--- start Records for the exercise ---

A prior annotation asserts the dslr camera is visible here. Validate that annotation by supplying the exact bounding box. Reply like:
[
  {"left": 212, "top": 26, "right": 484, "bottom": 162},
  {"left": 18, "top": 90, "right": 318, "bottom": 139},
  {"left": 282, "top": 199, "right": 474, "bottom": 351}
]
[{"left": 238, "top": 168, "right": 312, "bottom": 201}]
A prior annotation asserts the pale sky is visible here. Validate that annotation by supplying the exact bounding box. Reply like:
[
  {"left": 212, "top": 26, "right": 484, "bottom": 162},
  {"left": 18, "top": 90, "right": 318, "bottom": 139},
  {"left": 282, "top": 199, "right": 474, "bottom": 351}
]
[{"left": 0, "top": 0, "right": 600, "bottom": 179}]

--- end Records for the exercise ---

# Work to do
Turn each line of the listing above into a Markdown table with the columns Row and Line. Number the rows in order and leave out blank lines.

# Output of the task
| Row | Line |
|---|---|
| 1 | A prior annotation asserts the dslr camera is visible here. Validate that annotation by supplying the exact bounding box. Reply like: |
| 2 | [ |
| 3 |   {"left": 212, "top": 26, "right": 484, "bottom": 162}, |
| 4 |   {"left": 18, "top": 90, "right": 318, "bottom": 139}, |
| 5 |   {"left": 282, "top": 199, "right": 474, "bottom": 351} |
| 6 | ] |
| 7 | [{"left": 238, "top": 168, "right": 312, "bottom": 201}] |
| 8 | A prior annotation asserts the pale sky is visible here. Validate that annotation by supplying the exact bounding box. Reply like: |
| 9 | [ |
| 10 |   {"left": 212, "top": 26, "right": 484, "bottom": 162}, |
| 11 |   {"left": 18, "top": 90, "right": 318, "bottom": 139}, |
| 12 |   {"left": 282, "top": 199, "right": 474, "bottom": 351} |
| 13 | ] |
| 14 | [{"left": 0, "top": 0, "right": 600, "bottom": 179}] |